> WHAT YOU ARE ASKED TO DO
Gather and copy out every line in the listing below that contains the string "dune". Case counts, so a line matches only when the letters' capitalization is the same.

+++ RECORDS FOR THIS TASK +++

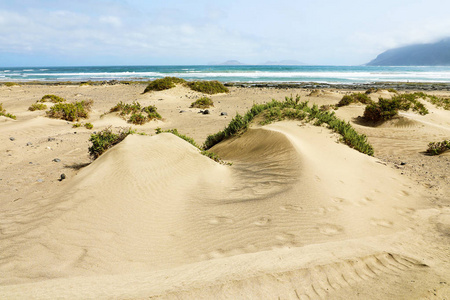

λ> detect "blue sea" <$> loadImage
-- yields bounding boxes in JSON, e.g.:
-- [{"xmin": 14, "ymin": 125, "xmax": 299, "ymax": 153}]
[{"xmin": 0, "ymin": 65, "xmax": 450, "ymax": 84}]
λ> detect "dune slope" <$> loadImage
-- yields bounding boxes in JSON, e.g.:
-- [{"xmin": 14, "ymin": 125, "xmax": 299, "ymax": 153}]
[{"xmin": 0, "ymin": 122, "xmax": 450, "ymax": 299}]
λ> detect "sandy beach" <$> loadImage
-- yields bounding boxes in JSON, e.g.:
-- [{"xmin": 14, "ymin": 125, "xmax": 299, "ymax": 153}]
[{"xmin": 0, "ymin": 84, "xmax": 450, "ymax": 299}]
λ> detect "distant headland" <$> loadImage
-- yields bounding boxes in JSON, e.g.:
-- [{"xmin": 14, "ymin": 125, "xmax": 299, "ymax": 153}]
[{"xmin": 367, "ymin": 38, "xmax": 450, "ymax": 66}]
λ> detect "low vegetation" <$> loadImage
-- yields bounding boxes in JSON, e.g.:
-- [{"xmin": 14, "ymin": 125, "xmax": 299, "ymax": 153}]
[
  {"xmin": 88, "ymin": 127, "xmax": 133, "ymax": 159},
  {"xmin": 336, "ymin": 93, "xmax": 373, "ymax": 107},
  {"xmin": 186, "ymin": 80, "xmax": 229, "ymax": 95},
  {"xmin": 39, "ymin": 95, "xmax": 66, "ymax": 103},
  {"xmin": 363, "ymin": 93, "xmax": 428, "ymax": 122},
  {"xmin": 415, "ymin": 93, "xmax": 450, "ymax": 110},
  {"xmin": 0, "ymin": 103, "xmax": 16, "ymax": 120},
  {"xmin": 3, "ymin": 82, "xmax": 19, "ymax": 87},
  {"xmin": 47, "ymin": 100, "xmax": 94, "ymax": 122},
  {"xmin": 144, "ymin": 77, "xmax": 186, "ymax": 94},
  {"xmin": 190, "ymin": 97, "xmax": 214, "ymax": 108},
  {"xmin": 109, "ymin": 101, "xmax": 161, "ymax": 125},
  {"xmin": 28, "ymin": 102, "xmax": 47, "ymax": 111},
  {"xmin": 203, "ymin": 96, "xmax": 373, "ymax": 155},
  {"xmin": 427, "ymin": 140, "xmax": 450, "ymax": 155},
  {"xmin": 156, "ymin": 127, "xmax": 231, "ymax": 165}
]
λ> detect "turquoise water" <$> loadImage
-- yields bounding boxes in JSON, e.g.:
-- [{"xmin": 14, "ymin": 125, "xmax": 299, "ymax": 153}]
[{"xmin": 0, "ymin": 65, "xmax": 450, "ymax": 84}]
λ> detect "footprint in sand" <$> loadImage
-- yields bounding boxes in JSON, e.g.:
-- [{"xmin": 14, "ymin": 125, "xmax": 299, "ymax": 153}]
[
  {"xmin": 253, "ymin": 217, "xmax": 272, "ymax": 226},
  {"xmin": 318, "ymin": 224, "xmax": 344, "ymax": 235},
  {"xmin": 208, "ymin": 216, "xmax": 234, "ymax": 225},
  {"xmin": 280, "ymin": 204, "xmax": 303, "ymax": 211},
  {"xmin": 370, "ymin": 219, "xmax": 394, "ymax": 228},
  {"xmin": 275, "ymin": 232, "xmax": 295, "ymax": 242}
]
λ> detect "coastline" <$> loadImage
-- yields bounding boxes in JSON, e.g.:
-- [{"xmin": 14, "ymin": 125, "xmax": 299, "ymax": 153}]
[
  {"xmin": 0, "ymin": 79, "xmax": 450, "ymax": 91},
  {"xmin": 0, "ymin": 81, "xmax": 450, "ymax": 299}
]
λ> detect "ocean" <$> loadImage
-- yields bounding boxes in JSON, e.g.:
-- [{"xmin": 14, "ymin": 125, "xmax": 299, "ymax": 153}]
[{"xmin": 0, "ymin": 65, "xmax": 450, "ymax": 84}]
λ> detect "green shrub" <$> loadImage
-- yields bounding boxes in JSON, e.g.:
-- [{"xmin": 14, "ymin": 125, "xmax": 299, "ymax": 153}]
[
  {"xmin": 155, "ymin": 127, "xmax": 231, "ymax": 165},
  {"xmin": 109, "ymin": 101, "xmax": 161, "ymax": 125},
  {"xmin": 427, "ymin": 140, "xmax": 450, "ymax": 155},
  {"xmin": 128, "ymin": 113, "xmax": 148, "ymax": 125},
  {"xmin": 203, "ymin": 96, "xmax": 373, "ymax": 155},
  {"xmin": 363, "ymin": 93, "xmax": 428, "ymax": 122},
  {"xmin": 144, "ymin": 77, "xmax": 186, "ymax": 93},
  {"xmin": 47, "ymin": 100, "xmax": 93, "ymax": 121},
  {"xmin": 186, "ymin": 80, "xmax": 229, "ymax": 95},
  {"xmin": 40, "ymin": 95, "xmax": 66, "ymax": 103},
  {"xmin": 88, "ymin": 127, "xmax": 133, "ymax": 159},
  {"xmin": 190, "ymin": 97, "xmax": 214, "ymax": 108},
  {"xmin": 0, "ymin": 103, "xmax": 16, "ymax": 120},
  {"xmin": 28, "ymin": 103, "xmax": 47, "ymax": 111},
  {"xmin": 336, "ymin": 93, "xmax": 372, "ymax": 107}
]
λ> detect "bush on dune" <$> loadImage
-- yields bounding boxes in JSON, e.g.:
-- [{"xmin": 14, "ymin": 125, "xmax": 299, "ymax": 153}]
[
  {"xmin": 47, "ymin": 100, "xmax": 94, "ymax": 122},
  {"xmin": 88, "ymin": 127, "xmax": 133, "ymax": 159},
  {"xmin": 427, "ymin": 140, "xmax": 450, "ymax": 155},
  {"xmin": 39, "ymin": 95, "xmax": 66, "ymax": 103},
  {"xmin": 144, "ymin": 77, "xmax": 186, "ymax": 94},
  {"xmin": 28, "ymin": 103, "xmax": 47, "ymax": 111},
  {"xmin": 186, "ymin": 80, "xmax": 229, "ymax": 95},
  {"xmin": 109, "ymin": 101, "xmax": 161, "ymax": 125},
  {"xmin": 203, "ymin": 96, "xmax": 373, "ymax": 155},
  {"xmin": 336, "ymin": 93, "xmax": 372, "ymax": 107},
  {"xmin": 0, "ymin": 103, "xmax": 16, "ymax": 120},
  {"xmin": 190, "ymin": 97, "xmax": 214, "ymax": 108}
]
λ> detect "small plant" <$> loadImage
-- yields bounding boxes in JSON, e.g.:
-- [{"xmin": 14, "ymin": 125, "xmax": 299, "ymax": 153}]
[
  {"xmin": 88, "ymin": 127, "xmax": 133, "ymax": 159},
  {"xmin": 363, "ymin": 93, "xmax": 428, "ymax": 122},
  {"xmin": 336, "ymin": 93, "xmax": 372, "ymax": 107},
  {"xmin": 47, "ymin": 100, "xmax": 93, "ymax": 122},
  {"xmin": 203, "ymin": 96, "xmax": 374, "ymax": 156},
  {"xmin": 186, "ymin": 80, "xmax": 229, "ymax": 95},
  {"xmin": 427, "ymin": 140, "xmax": 450, "ymax": 155},
  {"xmin": 39, "ymin": 95, "xmax": 66, "ymax": 103},
  {"xmin": 28, "ymin": 102, "xmax": 47, "ymax": 111},
  {"xmin": 109, "ymin": 101, "xmax": 161, "ymax": 125},
  {"xmin": 144, "ymin": 77, "xmax": 186, "ymax": 94},
  {"xmin": 0, "ymin": 103, "xmax": 16, "ymax": 120},
  {"xmin": 128, "ymin": 113, "xmax": 147, "ymax": 125},
  {"xmin": 190, "ymin": 97, "xmax": 214, "ymax": 108}
]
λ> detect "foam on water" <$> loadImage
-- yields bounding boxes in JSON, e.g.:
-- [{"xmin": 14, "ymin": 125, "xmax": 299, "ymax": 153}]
[{"xmin": 0, "ymin": 65, "xmax": 450, "ymax": 83}]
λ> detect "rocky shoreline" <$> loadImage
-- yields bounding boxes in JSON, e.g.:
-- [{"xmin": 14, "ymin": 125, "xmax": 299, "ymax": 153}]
[{"xmin": 2, "ymin": 80, "xmax": 450, "ymax": 91}]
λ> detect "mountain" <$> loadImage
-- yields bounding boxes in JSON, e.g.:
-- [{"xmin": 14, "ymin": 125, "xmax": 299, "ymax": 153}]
[
  {"xmin": 263, "ymin": 59, "xmax": 304, "ymax": 66},
  {"xmin": 219, "ymin": 60, "xmax": 245, "ymax": 66},
  {"xmin": 367, "ymin": 38, "xmax": 450, "ymax": 66}
]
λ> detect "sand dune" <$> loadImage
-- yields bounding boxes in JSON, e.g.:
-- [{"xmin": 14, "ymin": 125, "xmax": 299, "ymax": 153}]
[{"xmin": 0, "ymin": 84, "xmax": 450, "ymax": 299}]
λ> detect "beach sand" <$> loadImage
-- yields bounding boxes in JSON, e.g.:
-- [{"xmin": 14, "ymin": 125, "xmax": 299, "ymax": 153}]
[{"xmin": 0, "ymin": 84, "xmax": 450, "ymax": 299}]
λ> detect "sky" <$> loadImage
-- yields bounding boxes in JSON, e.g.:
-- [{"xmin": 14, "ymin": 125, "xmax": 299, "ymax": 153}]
[{"xmin": 0, "ymin": 0, "xmax": 450, "ymax": 67}]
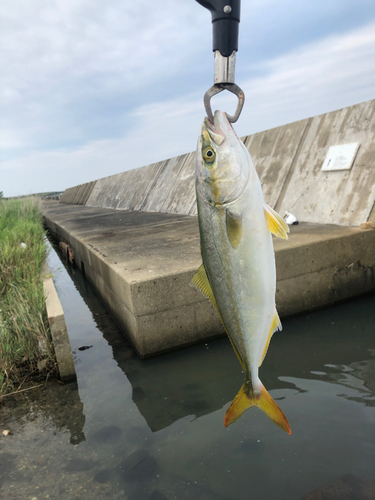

+++

> WRITTEN SOLUTION
λ> detect "dune slope" <$> loadImage
λ> detect "bush on dune" <$> loadImage
λ> detect "sand dune" <$> loadImage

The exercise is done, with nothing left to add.